Lines of data
%%

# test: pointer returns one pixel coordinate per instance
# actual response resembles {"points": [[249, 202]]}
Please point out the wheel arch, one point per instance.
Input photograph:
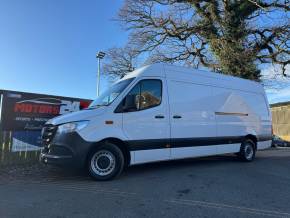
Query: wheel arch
{"points": [[253, 138], [119, 143]]}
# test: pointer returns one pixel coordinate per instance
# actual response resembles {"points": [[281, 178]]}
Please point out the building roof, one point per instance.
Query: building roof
{"points": [[279, 104]]}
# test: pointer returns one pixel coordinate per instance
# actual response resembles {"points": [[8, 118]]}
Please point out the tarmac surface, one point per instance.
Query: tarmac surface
{"points": [[220, 186]]}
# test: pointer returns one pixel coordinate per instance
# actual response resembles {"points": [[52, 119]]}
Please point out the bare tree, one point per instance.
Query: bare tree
{"points": [[230, 36], [120, 61]]}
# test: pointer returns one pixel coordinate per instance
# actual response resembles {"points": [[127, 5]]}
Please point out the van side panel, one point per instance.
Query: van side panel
{"points": [[191, 117], [240, 113]]}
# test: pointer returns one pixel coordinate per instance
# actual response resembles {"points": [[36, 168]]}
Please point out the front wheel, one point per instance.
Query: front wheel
{"points": [[105, 162], [247, 152]]}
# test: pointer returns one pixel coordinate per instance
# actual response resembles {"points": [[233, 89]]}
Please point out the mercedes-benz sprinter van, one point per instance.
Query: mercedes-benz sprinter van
{"points": [[161, 112]]}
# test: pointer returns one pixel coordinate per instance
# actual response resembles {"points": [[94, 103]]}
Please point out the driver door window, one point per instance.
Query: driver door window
{"points": [[146, 94]]}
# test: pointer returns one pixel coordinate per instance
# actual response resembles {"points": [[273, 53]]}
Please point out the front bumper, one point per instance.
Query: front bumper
{"points": [[68, 149]]}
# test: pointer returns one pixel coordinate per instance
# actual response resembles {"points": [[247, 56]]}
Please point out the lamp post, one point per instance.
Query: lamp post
{"points": [[100, 55]]}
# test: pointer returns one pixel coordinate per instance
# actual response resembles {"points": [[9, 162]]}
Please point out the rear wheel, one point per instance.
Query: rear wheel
{"points": [[247, 152], [105, 162]]}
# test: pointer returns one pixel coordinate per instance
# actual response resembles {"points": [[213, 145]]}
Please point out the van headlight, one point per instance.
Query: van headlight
{"points": [[71, 127]]}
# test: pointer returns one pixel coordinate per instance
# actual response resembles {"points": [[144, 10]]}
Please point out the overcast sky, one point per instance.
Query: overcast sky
{"points": [[49, 46]]}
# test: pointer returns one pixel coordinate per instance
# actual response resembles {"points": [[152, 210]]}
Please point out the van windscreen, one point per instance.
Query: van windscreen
{"points": [[108, 96]]}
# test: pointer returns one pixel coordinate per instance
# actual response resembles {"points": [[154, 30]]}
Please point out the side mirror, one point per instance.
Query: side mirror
{"points": [[129, 103]]}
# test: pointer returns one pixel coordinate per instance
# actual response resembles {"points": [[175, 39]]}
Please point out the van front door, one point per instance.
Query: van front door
{"points": [[146, 121]]}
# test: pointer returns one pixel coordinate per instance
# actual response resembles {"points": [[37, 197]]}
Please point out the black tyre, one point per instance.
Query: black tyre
{"points": [[247, 152], [105, 162]]}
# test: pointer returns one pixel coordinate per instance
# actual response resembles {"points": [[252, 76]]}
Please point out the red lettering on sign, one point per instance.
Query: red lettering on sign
{"points": [[36, 108]]}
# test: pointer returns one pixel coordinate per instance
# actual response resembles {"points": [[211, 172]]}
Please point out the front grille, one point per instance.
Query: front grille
{"points": [[47, 135]]}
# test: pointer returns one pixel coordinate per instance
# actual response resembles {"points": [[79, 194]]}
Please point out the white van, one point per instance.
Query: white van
{"points": [[161, 112]]}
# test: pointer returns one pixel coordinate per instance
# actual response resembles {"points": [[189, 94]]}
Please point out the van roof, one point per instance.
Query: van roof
{"points": [[173, 71]]}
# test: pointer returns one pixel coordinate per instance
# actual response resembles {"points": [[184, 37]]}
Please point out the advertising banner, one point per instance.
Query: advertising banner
{"points": [[24, 114], [29, 111]]}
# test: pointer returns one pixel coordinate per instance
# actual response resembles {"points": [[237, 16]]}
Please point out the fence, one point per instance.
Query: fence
{"points": [[281, 120]]}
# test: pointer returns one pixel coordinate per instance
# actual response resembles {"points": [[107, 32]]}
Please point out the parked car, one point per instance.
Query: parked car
{"points": [[161, 112], [278, 142]]}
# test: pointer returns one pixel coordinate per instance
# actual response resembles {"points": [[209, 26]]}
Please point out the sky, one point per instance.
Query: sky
{"points": [[49, 46]]}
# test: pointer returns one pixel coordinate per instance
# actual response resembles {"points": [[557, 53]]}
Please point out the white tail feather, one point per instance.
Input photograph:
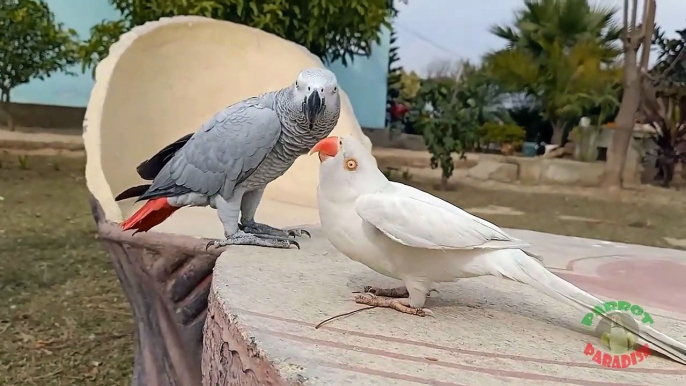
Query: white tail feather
{"points": [[517, 265]]}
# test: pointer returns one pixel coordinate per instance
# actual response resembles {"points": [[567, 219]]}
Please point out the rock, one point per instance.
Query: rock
{"points": [[495, 171], [568, 172]]}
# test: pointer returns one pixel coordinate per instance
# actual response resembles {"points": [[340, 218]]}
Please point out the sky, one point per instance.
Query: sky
{"points": [[429, 30]]}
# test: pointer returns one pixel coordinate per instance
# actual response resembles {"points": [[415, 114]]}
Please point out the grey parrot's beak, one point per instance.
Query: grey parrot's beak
{"points": [[314, 105]]}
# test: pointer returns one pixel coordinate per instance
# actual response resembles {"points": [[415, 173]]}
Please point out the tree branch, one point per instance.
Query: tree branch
{"points": [[625, 20], [647, 31]]}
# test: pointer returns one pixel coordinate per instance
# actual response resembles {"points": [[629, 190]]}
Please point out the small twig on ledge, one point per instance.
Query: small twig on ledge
{"points": [[342, 315]]}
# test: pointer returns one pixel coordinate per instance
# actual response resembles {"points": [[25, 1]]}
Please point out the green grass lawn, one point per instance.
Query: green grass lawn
{"points": [[64, 320]]}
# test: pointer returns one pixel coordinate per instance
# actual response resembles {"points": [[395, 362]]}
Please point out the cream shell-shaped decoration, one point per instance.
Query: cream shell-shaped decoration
{"points": [[163, 80]]}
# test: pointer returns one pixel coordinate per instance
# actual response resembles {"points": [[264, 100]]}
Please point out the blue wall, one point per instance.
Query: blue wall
{"points": [[364, 80]]}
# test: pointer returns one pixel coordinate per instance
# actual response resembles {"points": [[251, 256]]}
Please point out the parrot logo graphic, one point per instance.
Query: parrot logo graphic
{"points": [[618, 347]]}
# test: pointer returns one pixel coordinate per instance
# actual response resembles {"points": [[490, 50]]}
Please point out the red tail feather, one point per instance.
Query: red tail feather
{"points": [[149, 215]]}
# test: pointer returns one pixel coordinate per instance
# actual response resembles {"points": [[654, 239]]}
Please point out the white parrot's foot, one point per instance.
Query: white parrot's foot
{"points": [[242, 238], [398, 292], [402, 305], [256, 228]]}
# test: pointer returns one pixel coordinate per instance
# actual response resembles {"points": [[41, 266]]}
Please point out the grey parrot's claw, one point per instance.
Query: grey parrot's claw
{"points": [[242, 238], [299, 233]]}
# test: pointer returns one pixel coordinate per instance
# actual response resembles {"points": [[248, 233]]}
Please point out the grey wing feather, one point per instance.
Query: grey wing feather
{"points": [[223, 153]]}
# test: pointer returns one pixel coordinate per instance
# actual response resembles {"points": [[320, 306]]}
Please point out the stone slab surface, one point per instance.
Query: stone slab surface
{"points": [[486, 331]]}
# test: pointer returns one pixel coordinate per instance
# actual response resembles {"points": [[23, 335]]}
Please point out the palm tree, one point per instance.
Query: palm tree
{"points": [[560, 79], [557, 50], [567, 22]]}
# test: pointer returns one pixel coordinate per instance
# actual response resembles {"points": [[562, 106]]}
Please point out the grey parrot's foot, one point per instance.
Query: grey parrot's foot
{"points": [[401, 305], [264, 229], [242, 238], [398, 292]]}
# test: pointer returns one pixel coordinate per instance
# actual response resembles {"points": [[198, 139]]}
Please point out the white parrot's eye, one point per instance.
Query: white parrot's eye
{"points": [[351, 164]]}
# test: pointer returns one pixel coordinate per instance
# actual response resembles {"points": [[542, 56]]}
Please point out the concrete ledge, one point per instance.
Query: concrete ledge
{"points": [[487, 331]]}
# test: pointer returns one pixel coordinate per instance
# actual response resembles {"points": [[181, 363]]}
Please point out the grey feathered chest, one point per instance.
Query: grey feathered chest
{"points": [[283, 155], [246, 145]]}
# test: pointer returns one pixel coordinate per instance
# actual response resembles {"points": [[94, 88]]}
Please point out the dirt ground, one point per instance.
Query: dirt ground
{"points": [[64, 320]]}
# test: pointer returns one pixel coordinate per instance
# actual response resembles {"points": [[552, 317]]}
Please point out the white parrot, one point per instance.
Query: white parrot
{"points": [[407, 234]]}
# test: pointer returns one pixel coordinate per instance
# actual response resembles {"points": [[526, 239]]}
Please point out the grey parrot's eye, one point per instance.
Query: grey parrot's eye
{"points": [[351, 164]]}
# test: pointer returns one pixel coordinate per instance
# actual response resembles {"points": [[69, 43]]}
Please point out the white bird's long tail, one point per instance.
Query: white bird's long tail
{"points": [[520, 266]]}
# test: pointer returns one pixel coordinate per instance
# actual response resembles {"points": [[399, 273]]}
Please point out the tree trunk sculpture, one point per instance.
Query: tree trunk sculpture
{"points": [[634, 37], [166, 279]]}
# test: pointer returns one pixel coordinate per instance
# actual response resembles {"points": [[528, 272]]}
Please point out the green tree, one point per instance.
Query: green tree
{"points": [[664, 103], [449, 111], [565, 82], [565, 22], [548, 45], [330, 29], [32, 46]]}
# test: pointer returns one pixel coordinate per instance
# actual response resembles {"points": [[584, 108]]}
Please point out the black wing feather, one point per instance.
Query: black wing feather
{"points": [[149, 169]]}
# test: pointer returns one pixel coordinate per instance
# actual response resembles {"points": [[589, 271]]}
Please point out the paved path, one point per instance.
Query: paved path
{"points": [[487, 331]]}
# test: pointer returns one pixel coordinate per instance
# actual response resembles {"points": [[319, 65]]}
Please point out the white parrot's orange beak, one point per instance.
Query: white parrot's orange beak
{"points": [[327, 148]]}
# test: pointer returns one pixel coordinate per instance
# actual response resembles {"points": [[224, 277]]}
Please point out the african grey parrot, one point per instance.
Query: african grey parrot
{"points": [[229, 161], [407, 234]]}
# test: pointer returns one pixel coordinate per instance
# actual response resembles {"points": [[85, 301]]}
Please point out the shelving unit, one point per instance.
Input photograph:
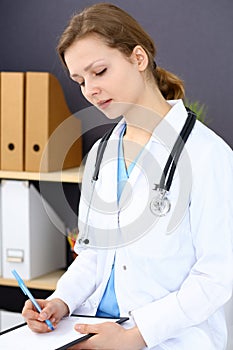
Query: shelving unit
{"points": [[45, 282], [74, 175]]}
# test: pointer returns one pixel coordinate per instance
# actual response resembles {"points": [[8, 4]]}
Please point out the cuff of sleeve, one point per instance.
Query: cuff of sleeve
{"points": [[160, 320], [56, 295]]}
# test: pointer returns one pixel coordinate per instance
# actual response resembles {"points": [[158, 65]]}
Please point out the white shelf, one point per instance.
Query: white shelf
{"points": [[73, 175], [45, 282]]}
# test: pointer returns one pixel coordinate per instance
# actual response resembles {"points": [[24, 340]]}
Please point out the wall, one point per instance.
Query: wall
{"points": [[193, 38]]}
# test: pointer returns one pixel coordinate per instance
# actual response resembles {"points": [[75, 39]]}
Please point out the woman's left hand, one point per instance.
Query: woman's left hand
{"points": [[109, 336]]}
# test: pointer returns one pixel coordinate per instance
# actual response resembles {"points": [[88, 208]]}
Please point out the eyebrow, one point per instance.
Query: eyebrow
{"points": [[86, 68]]}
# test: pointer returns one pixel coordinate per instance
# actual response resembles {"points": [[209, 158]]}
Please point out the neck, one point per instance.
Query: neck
{"points": [[142, 119]]}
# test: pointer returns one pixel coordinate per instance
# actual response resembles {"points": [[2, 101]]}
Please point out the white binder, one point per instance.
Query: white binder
{"points": [[33, 236]]}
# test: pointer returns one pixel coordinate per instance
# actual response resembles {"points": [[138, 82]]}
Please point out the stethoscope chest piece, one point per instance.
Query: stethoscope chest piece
{"points": [[160, 204]]}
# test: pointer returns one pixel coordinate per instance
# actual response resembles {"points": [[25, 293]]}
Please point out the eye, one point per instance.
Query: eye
{"points": [[101, 72]]}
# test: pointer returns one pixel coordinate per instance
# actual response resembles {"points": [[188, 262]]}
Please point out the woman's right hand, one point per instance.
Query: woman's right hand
{"points": [[52, 310]]}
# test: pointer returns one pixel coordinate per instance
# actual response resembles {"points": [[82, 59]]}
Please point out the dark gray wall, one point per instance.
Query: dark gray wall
{"points": [[193, 39]]}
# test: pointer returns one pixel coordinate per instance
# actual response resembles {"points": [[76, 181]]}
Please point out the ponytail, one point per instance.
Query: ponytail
{"points": [[171, 86]]}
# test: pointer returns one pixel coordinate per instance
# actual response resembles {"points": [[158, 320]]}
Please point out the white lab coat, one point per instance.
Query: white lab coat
{"points": [[172, 274]]}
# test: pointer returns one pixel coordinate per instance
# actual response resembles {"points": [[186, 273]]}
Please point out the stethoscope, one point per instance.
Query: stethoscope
{"points": [[160, 205]]}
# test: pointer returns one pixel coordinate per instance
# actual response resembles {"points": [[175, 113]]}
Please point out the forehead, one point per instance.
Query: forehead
{"points": [[86, 50]]}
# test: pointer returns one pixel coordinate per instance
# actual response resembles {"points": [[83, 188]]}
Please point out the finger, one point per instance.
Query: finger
{"points": [[39, 327], [48, 312]]}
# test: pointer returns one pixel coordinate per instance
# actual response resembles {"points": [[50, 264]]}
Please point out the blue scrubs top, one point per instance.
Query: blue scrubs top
{"points": [[108, 306]]}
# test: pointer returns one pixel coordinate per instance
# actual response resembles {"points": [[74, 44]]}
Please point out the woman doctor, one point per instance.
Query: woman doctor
{"points": [[162, 257]]}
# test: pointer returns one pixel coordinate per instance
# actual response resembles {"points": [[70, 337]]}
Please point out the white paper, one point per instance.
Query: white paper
{"points": [[24, 339]]}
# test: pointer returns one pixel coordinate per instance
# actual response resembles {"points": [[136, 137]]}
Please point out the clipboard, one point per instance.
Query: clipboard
{"points": [[62, 338]]}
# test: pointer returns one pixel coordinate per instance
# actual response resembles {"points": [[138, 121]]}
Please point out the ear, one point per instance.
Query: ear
{"points": [[140, 57]]}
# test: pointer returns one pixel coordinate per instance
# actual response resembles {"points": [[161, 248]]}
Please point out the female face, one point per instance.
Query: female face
{"points": [[108, 79]]}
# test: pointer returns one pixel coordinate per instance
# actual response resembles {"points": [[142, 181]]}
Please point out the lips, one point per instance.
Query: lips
{"points": [[104, 103]]}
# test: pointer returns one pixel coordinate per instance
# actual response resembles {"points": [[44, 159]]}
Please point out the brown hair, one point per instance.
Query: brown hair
{"points": [[121, 31]]}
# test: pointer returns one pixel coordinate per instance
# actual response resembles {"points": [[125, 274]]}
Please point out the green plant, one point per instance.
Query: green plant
{"points": [[198, 108]]}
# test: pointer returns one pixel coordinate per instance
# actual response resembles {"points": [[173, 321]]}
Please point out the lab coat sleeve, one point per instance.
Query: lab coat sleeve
{"points": [[78, 282], [209, 283]]}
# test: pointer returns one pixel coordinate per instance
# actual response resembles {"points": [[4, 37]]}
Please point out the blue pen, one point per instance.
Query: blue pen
{"points": [[30, 296]]}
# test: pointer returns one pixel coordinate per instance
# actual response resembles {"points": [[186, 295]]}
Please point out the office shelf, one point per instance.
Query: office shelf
{"points": [[73, 175], [45, 282]]}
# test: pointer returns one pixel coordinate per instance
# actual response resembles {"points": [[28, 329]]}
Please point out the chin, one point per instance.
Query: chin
{"points": [[117, 109]]}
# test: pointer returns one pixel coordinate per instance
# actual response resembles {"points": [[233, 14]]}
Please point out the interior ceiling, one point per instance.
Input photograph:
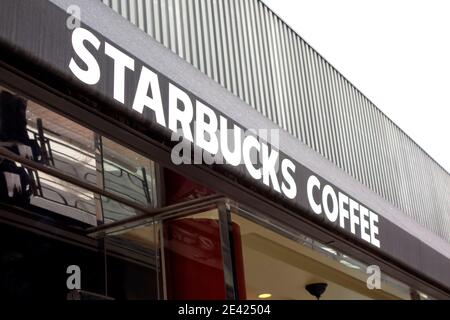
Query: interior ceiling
{"points": [[286, 282]]}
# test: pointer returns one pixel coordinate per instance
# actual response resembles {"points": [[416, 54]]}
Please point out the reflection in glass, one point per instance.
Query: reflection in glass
{"points": [[128, 174], [34, 132]]}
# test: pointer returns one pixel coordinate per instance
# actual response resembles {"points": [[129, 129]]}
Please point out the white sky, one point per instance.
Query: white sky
{"points": [[397, 52]]}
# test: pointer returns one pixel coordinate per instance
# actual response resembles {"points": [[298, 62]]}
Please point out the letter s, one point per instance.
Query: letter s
{"points": [[92, 74], [289, 191]]}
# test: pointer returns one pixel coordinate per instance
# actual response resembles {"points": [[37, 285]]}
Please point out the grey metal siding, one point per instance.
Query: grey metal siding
{"points": [[250, 51]]}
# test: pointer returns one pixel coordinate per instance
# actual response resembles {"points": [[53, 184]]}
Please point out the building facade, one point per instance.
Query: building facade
{"points": [[211, 154]]}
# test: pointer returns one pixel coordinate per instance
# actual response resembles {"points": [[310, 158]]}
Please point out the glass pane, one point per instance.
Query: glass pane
{"points": [[279, 265], [129, 175], [133, 264], [193, 257]]}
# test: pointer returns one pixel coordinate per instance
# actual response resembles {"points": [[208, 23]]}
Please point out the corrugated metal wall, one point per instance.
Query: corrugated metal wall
{"points": [[246, 48]]}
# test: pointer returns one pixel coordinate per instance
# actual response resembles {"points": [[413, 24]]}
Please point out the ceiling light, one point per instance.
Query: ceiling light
{"points": [[348, 264], [264, 295]]}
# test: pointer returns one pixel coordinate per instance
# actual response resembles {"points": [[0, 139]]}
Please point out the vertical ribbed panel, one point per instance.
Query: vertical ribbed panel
{"points": [[247, 49]]}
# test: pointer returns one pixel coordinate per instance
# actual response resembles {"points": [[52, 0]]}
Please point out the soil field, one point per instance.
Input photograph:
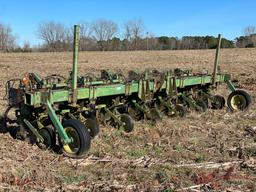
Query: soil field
{"points": [[211, 151]]}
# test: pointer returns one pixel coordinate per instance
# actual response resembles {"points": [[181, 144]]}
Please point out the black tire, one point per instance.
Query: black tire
{"points": [[219, 102], [49, 137], [239, 100], [203, 106], [180, 111], [129, 122], [81, 139], [92, 126]]}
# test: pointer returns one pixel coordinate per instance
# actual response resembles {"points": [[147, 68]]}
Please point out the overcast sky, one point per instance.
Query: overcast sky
{"points": [[161, 17]]}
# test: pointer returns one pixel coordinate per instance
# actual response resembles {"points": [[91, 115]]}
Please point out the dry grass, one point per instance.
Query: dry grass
{"points": [[147, 158]]}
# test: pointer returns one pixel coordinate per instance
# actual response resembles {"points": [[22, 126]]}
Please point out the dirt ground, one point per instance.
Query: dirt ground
{"points": [[211, 151]]}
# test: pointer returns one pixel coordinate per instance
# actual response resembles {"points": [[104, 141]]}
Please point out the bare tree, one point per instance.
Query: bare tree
{"points": [[133, 30], [249, 30], [86, 41], [104, 31], [7, 39], [250, 33], [26, 47], [54, 35]]}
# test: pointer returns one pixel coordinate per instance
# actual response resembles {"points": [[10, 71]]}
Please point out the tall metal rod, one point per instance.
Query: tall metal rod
{"points": [[75, 58], [216, 62]]}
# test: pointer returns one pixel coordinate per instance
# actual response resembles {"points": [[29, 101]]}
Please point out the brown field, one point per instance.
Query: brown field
{"points": [[172, 155]]}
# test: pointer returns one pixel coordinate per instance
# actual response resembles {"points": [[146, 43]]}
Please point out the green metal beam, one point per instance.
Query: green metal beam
{"points": [[75, 58], [55, 120], [38, 97], [216, 63]]}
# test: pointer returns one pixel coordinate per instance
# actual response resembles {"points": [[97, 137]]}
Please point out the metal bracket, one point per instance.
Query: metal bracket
{"points": [[55, 120]]}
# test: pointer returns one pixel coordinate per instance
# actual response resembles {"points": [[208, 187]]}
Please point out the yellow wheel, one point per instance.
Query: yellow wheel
{"points": [[80, 138], [239, 100]]}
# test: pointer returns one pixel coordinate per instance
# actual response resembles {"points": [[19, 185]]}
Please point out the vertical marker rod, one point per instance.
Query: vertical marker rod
{"points": [[75, 58], [216, 62]]}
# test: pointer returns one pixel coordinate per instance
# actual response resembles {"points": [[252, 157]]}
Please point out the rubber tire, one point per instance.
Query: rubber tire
{"points": [[243, 93], [201, 104], [181, 111], [221, 101], [84, 137], [93, 126], [129, 122], [49, 138]]}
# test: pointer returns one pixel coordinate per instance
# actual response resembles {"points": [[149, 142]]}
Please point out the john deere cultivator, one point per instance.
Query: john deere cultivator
{"points": [[55, 111]]}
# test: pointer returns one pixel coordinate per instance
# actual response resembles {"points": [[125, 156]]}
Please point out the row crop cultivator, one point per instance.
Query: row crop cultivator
{"points": [[55, 111]]}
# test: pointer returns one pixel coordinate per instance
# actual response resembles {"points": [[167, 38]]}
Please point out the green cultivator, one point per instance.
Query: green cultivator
{"points": [[64, 112]]}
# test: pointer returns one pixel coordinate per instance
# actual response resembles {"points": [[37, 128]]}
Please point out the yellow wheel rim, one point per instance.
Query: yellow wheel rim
{"points": [[74, 146], [238, 102]]}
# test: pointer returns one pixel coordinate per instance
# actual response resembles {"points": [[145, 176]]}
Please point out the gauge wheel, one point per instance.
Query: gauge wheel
{"points": [[49, 137], [92, 126], [80, 138], [202, 105], [239, 100], [154, 114], [128, 122], [135, 114], [218, 102], [180, 111]]}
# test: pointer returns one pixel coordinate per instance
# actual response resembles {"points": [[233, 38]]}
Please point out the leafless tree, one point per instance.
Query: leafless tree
{"points": [[54, 35], [26, 47], [86, 41], [249, 30], [250, 33], [104, 31], [7, 39], [133, 30]]}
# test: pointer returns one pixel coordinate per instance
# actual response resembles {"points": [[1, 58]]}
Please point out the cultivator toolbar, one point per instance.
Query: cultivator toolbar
{"points": [[64, 112]]}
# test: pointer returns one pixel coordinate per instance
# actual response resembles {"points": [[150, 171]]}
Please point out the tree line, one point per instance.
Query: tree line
{"points": [[106, 35]]}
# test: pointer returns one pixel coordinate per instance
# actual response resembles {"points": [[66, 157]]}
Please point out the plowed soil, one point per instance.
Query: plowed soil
{"points": [[211, 151]]}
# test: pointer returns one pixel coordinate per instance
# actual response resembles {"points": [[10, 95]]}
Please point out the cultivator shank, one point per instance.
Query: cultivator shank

%%

_Aim of the task_:
Filter the entries above, keeping only the lines that contain the string "left". Match it with case taken into account.

_Final result_:
Please point out the woman's left hand, one point per instance.
Query: woman's left hand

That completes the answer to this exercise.